• **Exercise description**: Which of the lines below mention the word "garage"? Pull each one out.

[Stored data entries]
····················
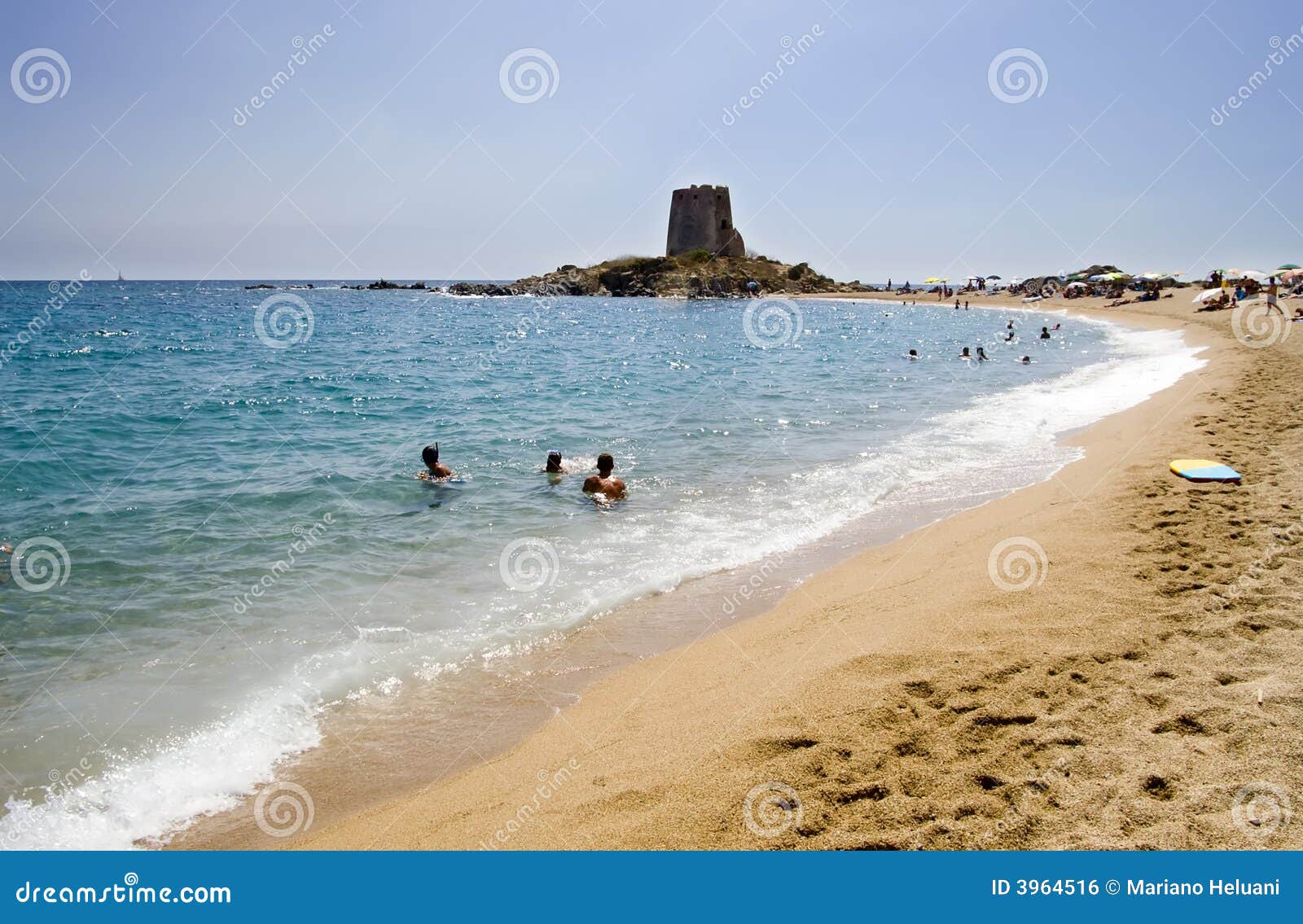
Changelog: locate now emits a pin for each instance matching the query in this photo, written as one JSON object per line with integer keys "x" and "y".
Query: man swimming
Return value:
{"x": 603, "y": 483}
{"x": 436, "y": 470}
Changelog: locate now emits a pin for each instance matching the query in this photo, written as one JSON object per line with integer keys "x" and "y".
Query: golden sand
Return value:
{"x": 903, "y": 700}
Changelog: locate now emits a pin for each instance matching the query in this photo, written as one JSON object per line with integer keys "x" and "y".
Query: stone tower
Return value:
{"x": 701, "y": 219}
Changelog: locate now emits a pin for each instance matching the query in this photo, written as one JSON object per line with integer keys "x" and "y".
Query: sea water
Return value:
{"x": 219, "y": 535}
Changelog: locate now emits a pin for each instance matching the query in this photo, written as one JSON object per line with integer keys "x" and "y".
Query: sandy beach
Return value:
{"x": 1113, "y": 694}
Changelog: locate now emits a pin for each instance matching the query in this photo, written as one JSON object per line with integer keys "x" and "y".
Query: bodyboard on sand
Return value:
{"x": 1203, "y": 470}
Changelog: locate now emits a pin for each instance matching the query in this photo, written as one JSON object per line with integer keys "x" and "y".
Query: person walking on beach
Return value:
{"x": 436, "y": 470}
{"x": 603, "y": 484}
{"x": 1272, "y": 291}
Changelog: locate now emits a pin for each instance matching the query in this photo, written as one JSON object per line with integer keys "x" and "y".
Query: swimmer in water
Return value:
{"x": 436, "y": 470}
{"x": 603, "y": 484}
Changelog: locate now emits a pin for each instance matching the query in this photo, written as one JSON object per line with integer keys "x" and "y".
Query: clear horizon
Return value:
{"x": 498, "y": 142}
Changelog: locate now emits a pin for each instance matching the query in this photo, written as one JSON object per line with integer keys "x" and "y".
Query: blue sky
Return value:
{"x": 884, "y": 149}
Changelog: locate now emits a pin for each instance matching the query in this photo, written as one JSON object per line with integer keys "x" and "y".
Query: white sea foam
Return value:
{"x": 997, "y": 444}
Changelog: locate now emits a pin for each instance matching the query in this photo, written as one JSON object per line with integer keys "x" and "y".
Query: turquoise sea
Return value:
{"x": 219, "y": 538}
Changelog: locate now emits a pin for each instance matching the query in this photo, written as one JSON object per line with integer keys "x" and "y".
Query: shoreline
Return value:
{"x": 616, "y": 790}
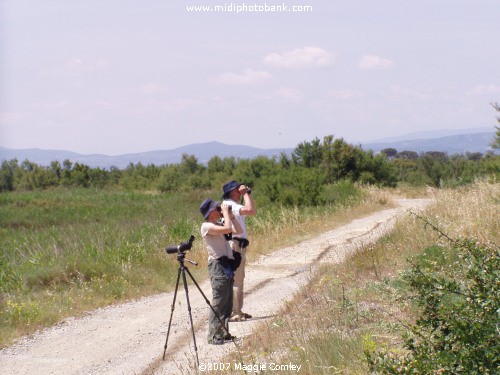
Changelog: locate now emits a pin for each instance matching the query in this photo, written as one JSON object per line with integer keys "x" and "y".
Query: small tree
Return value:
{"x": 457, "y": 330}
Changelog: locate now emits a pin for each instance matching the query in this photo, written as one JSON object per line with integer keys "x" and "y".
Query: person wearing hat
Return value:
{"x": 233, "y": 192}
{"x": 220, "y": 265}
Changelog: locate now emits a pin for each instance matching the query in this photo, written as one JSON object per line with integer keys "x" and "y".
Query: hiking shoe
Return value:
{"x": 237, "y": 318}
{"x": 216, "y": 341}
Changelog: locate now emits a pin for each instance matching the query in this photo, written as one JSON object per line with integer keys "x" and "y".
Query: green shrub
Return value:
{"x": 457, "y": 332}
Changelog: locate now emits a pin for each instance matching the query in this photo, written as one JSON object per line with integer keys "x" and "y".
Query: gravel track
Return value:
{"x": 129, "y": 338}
····················
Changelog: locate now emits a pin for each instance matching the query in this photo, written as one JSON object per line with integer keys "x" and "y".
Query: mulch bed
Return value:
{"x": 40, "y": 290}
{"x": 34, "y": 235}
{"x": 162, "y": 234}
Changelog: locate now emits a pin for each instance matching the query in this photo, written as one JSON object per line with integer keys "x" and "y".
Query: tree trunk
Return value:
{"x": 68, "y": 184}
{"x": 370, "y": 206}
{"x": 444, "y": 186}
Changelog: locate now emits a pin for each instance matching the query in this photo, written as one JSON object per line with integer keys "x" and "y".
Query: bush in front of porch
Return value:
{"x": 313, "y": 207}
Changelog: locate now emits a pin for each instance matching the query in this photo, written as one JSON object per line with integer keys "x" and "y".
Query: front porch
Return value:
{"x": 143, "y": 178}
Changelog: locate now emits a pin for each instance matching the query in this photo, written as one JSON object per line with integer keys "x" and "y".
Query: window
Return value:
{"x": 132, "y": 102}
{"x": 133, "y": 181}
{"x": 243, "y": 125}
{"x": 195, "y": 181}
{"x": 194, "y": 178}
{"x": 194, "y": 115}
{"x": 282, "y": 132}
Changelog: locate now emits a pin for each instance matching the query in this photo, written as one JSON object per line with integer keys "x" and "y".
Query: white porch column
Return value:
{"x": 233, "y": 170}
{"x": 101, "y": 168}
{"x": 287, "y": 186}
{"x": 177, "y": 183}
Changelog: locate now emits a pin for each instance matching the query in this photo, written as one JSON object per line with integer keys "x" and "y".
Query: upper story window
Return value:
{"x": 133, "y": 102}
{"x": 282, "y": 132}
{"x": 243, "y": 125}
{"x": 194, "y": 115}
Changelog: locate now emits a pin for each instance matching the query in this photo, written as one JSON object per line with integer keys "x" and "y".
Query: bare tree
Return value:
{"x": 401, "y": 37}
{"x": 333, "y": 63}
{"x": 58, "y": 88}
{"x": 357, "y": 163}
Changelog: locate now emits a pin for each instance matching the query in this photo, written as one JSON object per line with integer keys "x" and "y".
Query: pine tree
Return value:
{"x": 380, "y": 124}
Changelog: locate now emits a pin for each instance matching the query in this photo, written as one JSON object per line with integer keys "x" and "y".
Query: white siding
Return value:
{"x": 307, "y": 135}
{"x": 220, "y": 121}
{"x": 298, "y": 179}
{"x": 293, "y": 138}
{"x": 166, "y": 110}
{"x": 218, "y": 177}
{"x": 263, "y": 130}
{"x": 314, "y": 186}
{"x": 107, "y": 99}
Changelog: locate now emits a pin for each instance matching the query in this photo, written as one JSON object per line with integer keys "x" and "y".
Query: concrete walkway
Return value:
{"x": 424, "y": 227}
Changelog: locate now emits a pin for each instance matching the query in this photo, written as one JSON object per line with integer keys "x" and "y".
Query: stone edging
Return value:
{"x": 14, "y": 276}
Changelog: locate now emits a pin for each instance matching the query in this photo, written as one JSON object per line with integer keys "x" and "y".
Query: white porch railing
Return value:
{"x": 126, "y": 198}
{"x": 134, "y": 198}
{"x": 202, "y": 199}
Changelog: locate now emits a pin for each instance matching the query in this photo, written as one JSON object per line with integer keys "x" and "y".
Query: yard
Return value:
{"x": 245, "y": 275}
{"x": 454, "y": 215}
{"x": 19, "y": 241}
····················
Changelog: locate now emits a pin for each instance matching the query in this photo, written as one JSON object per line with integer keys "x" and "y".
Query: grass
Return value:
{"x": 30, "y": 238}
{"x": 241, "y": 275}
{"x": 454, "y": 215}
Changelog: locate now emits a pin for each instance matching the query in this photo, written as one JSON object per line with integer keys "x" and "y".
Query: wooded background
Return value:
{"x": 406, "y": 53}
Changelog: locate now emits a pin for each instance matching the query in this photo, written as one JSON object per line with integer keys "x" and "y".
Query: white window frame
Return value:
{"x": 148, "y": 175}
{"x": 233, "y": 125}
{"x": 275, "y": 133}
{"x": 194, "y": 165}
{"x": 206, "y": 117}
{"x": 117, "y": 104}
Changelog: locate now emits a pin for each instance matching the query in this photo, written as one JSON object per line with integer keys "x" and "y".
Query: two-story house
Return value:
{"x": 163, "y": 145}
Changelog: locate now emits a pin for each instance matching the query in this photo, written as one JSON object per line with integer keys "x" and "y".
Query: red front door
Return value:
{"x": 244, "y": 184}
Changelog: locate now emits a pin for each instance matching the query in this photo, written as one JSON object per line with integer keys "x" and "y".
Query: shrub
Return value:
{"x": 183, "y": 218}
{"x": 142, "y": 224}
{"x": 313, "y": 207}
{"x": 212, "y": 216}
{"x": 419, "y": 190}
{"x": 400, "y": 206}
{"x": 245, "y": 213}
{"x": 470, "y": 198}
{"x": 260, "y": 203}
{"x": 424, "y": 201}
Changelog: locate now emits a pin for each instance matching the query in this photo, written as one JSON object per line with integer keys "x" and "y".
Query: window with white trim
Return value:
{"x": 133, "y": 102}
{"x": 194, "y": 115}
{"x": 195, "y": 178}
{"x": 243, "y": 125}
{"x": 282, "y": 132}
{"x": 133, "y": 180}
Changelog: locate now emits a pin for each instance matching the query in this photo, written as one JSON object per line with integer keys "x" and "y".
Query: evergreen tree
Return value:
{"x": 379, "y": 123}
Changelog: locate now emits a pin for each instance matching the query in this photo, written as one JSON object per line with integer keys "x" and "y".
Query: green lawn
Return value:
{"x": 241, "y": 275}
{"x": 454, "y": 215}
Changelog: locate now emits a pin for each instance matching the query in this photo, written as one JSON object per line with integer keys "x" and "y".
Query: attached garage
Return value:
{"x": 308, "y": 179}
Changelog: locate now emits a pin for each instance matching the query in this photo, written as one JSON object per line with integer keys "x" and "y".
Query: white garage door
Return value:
····················
• **Task solution**:
Query: attached garage
Query: white garage door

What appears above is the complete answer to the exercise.